_SHORT PROBLEM_
Please write out again the lines starting with the line containing "Query: rectangular stone block" and going on through the line containing "356L493 366L600 370L597", substituting "square stone slab" for "rectangular stone block" and leaving everything else unchanged.

[Stored items]
-*-*-
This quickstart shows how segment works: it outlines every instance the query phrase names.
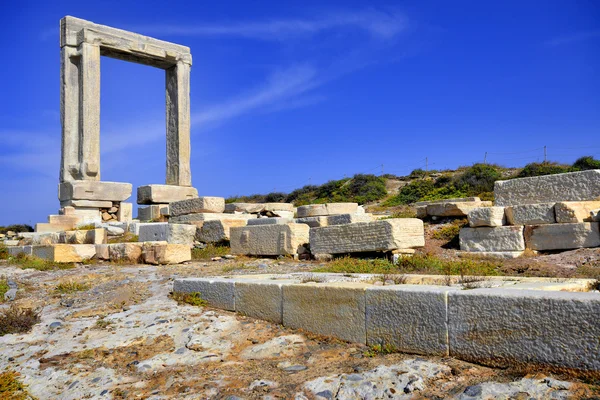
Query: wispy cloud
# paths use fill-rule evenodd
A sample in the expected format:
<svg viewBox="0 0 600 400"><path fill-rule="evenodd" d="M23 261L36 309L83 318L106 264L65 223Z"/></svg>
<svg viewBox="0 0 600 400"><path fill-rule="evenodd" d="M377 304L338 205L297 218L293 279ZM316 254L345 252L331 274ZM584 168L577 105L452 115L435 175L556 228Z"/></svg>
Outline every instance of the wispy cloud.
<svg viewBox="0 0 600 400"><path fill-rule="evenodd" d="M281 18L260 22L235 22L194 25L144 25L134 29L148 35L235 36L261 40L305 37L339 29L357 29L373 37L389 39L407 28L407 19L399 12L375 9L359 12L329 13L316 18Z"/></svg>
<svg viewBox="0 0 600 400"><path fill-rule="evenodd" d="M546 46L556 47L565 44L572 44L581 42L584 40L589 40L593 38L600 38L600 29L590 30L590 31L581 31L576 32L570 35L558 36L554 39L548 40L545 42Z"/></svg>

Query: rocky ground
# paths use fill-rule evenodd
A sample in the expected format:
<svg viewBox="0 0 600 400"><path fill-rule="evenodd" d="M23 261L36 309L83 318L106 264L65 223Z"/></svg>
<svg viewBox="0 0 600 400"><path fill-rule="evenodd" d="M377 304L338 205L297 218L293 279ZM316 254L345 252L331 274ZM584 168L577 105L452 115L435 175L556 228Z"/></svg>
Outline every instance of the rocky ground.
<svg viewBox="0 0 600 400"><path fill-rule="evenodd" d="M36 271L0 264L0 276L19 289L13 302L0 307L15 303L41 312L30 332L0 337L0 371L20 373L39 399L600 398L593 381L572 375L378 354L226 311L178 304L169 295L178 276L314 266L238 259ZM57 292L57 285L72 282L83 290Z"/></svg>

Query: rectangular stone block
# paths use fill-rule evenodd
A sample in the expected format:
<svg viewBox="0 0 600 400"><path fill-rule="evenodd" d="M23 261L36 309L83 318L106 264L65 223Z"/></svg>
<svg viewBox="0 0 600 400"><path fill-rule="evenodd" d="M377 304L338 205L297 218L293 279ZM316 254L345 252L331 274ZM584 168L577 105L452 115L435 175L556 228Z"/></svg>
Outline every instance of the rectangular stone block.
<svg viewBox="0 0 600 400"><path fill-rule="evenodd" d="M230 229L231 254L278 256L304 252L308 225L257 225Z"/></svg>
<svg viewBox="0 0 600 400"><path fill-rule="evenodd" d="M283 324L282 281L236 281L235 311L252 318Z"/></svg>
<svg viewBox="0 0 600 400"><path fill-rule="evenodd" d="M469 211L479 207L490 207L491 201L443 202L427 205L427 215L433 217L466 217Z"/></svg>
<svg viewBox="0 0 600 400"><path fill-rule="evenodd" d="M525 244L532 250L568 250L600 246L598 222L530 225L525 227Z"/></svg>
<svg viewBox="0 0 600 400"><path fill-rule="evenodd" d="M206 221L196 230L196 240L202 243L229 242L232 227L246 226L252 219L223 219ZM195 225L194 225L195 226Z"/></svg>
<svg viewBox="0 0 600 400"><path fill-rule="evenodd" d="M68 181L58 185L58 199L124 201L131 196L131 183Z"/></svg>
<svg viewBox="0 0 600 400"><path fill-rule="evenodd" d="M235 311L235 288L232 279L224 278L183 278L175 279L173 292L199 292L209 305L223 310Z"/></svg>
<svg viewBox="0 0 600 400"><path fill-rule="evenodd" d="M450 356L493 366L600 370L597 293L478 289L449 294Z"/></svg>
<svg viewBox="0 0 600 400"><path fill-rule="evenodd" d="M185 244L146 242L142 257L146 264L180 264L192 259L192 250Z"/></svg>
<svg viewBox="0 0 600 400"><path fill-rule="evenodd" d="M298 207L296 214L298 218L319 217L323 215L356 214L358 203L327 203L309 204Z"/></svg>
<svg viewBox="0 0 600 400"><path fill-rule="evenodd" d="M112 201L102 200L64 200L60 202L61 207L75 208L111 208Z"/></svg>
-*-*-
_THE RESPONSE_
Query: square stone slab
# paths use fill-rule evenodd
A sample in the expected format:
<svg viewBox="0 0 600 400"><path fill-rule="evenodd" d="M23 261L36 309L83 318L106 264L65 223Z"/></svg>
<svg viewBox="0 0 600 400"><path fill-rule="evenodd" d="M377 304L338 205L297 218L293 279ZM316 254L345 252L331 274ZM584 168L577 105L452 115L435 175L556 228Z"/></svg>
Outline every instance of the square stone slab.
<svg viewBox="0 0 600 400"><path fill-rule="evenodd" d="M230 229L231 254L278 256L304 252L308 225L257 225Z"/></svg>
<svg viewBox="0 0 600 400"><path fill-rule="evenodd" d="M283 324L282 281L236 281L235 311L252 318Z"/></svg>
<svg viewBox="0 0 600 400"><path fill-rule="evenodd" d="M469 211L479 207L490 207L491 201L443 202L427 205L427 215L433 217L466 217Z"/></svg>
<svg viewBox="0 0 600 400"><path fill-rule="evenodd" d="M525 244L532 250L568 250L600 246L598 222L530 225L525 227Z"/></svg>
<svg viewBox="0 0 600 400"><path fill-rule="evenodd" d="M206 221L196 230L196 240L202 243L229 242L232 227L246 226L252 219L223 219ZM195 225L194 225L195 226Z"/></svg>
<svg viewBox="0 0 600 400"><path fill-rule="evenodd" d="M68 181L58 185L58 199L124 201L131 196L131 183Z"/></svg>
<svg viewBox="0 0 600 400"><path fill-rule="evenodd" d="M235 311L235 288L232 279L224 278L183 278L175 279L173 292L199 292L209 305L223 310Z"/></svg>
<svg viewBox="0 0 600 400"><path fill-rule="evenodd" d="M450 356L493 366L600 370L597 293L478 289L449 294Z"/></svg>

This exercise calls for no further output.